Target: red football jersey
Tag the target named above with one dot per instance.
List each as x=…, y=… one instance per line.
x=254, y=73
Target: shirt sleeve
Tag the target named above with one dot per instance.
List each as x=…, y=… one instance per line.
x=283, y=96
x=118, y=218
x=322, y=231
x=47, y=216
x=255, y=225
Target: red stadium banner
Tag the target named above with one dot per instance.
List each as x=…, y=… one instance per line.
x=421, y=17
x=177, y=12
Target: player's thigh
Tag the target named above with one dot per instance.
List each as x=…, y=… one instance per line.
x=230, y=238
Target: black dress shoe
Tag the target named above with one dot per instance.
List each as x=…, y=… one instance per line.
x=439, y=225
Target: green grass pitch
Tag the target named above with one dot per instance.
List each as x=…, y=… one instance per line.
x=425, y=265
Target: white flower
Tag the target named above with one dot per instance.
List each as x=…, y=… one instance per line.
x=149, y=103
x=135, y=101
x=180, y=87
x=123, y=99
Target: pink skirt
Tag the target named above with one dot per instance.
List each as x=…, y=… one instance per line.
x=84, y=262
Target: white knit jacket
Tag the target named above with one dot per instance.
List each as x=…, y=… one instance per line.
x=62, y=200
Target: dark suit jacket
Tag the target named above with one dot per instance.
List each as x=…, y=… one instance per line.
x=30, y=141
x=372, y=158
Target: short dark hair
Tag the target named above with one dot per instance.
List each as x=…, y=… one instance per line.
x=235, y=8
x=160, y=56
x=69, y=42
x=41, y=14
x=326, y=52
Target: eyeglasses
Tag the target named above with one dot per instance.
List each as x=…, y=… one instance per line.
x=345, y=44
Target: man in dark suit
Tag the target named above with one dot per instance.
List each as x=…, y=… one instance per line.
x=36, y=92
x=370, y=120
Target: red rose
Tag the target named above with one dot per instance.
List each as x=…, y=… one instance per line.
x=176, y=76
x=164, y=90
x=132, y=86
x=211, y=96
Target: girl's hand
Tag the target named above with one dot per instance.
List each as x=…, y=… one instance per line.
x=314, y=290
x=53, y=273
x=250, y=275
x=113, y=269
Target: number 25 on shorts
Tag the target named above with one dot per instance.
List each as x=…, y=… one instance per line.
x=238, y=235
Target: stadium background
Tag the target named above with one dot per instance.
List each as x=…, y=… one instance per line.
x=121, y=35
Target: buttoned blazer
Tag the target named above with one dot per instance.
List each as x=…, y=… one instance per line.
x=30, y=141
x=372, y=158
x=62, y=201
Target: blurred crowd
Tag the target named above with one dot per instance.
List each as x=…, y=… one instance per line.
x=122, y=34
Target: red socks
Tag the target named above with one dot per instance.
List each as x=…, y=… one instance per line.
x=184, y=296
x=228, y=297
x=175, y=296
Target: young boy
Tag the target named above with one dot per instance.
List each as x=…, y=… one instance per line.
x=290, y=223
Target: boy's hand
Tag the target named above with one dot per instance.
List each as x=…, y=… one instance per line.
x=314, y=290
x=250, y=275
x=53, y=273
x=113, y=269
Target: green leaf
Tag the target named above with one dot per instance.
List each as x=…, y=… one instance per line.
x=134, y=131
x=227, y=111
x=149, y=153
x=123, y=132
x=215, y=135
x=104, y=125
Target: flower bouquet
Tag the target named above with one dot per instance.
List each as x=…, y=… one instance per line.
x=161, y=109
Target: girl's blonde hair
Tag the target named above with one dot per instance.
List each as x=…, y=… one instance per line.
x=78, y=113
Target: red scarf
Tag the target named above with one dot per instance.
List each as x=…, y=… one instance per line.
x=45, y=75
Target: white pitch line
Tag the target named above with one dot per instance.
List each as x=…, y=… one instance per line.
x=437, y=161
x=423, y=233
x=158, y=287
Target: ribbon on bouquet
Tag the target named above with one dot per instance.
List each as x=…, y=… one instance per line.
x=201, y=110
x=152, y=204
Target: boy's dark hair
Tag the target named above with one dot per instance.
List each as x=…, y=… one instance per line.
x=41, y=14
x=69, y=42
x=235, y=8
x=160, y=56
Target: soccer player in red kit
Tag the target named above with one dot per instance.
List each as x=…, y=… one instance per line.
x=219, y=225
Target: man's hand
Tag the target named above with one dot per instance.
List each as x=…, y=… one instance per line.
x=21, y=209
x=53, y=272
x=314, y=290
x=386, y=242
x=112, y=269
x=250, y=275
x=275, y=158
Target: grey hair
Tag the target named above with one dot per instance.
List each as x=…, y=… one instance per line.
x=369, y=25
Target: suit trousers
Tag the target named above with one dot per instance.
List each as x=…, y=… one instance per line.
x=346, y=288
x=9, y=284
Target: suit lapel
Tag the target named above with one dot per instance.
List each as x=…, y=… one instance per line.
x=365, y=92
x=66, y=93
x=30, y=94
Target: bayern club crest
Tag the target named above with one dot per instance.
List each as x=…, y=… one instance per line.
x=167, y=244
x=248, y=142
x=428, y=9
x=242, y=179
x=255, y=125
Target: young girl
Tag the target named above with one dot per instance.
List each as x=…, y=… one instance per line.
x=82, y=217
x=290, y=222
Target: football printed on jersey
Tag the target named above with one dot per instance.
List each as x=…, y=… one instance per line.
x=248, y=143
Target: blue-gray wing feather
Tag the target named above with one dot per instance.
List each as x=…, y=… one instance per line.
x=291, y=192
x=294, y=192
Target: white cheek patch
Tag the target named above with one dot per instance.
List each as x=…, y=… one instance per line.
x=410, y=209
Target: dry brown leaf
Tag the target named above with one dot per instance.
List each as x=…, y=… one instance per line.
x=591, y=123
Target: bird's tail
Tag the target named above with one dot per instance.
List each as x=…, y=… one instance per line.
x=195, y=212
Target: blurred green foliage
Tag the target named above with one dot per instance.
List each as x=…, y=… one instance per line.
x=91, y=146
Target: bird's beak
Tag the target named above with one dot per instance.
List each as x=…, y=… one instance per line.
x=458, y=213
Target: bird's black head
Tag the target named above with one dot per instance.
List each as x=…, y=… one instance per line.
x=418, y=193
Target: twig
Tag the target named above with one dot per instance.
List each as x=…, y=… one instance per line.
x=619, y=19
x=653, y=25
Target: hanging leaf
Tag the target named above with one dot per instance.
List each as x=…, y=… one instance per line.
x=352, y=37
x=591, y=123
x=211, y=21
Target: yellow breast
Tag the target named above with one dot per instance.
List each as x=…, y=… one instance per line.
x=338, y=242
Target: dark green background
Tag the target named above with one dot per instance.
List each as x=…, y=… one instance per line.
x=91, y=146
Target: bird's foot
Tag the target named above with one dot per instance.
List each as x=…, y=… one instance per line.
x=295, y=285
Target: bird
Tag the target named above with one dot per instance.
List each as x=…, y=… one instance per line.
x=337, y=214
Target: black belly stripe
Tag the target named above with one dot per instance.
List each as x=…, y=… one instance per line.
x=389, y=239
------------------------
Look through the entries above and find each line where the word "jersey" occurs; copy those lines.

→ RESPONSE BOX
Target: red football jersey
Target: football printed on jersey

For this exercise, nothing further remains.